Record set:
┏━━
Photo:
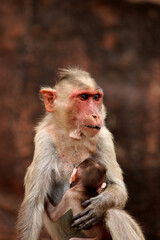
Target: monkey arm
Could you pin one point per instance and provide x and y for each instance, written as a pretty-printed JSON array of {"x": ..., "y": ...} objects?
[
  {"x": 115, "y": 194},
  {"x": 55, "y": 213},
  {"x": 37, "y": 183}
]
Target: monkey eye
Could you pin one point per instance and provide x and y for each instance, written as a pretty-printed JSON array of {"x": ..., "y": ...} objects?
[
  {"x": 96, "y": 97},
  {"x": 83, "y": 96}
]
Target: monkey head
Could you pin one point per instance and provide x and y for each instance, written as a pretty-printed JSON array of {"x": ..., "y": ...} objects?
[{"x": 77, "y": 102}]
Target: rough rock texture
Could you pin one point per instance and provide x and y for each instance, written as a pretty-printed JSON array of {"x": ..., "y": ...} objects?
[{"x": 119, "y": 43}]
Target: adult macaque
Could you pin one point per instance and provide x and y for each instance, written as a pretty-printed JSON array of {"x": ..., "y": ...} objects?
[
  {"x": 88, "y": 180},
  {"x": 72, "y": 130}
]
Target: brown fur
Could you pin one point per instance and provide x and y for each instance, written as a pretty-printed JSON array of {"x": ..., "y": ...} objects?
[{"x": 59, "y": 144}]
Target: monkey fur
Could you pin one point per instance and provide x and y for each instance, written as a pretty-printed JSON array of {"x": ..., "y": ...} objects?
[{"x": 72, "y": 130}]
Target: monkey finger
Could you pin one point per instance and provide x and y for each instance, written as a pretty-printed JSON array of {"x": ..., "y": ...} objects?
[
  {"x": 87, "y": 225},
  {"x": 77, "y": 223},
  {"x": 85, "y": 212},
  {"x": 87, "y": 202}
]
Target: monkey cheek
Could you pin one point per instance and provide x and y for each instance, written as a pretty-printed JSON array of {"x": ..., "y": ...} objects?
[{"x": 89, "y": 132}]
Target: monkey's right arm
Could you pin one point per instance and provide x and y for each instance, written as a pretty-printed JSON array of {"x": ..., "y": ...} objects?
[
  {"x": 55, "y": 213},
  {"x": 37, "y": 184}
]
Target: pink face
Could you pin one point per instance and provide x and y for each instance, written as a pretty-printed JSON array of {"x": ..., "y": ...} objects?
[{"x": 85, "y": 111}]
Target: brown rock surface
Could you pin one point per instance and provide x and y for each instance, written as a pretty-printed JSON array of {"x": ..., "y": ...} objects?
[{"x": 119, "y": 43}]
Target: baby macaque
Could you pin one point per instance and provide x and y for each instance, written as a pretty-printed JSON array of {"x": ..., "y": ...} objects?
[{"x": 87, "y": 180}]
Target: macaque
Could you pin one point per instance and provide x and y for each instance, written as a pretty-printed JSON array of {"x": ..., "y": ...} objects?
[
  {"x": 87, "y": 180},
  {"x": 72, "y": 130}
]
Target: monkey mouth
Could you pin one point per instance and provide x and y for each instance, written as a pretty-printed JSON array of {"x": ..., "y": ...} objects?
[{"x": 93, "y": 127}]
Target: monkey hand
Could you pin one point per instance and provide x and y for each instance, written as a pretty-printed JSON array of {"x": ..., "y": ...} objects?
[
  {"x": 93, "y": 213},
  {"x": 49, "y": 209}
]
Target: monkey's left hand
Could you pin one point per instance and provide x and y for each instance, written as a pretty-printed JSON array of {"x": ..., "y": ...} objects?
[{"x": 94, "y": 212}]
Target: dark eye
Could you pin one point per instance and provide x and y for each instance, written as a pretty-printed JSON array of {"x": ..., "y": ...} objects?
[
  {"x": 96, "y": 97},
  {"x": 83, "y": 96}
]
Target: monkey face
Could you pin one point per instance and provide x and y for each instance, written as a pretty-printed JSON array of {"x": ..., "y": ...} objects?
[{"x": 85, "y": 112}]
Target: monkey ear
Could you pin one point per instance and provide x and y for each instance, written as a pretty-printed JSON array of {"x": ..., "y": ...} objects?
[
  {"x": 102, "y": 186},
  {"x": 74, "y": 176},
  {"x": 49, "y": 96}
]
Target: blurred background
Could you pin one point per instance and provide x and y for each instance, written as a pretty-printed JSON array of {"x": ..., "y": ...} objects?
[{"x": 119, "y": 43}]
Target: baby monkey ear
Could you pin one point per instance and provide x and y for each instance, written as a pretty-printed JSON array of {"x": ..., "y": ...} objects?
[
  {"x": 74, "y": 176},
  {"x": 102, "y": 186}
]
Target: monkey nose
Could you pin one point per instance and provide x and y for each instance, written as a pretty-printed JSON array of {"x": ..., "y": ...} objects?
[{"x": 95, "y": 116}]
┗━━
Whatever else the listing above holds, retype exactly only the lines from the one containing "Target: macaque" to the one containing "Target: monkey mouth", both ends kept.

Target: macaque
Could you pin one point per instance and provide x and y for each instance, written as a pretty-printed JSON array of {"x": ..., "y": ...} objects?
[
  {"x": 87, "y": 180},
  {"x": 72, "y": 130}
]
Target: monkey mouth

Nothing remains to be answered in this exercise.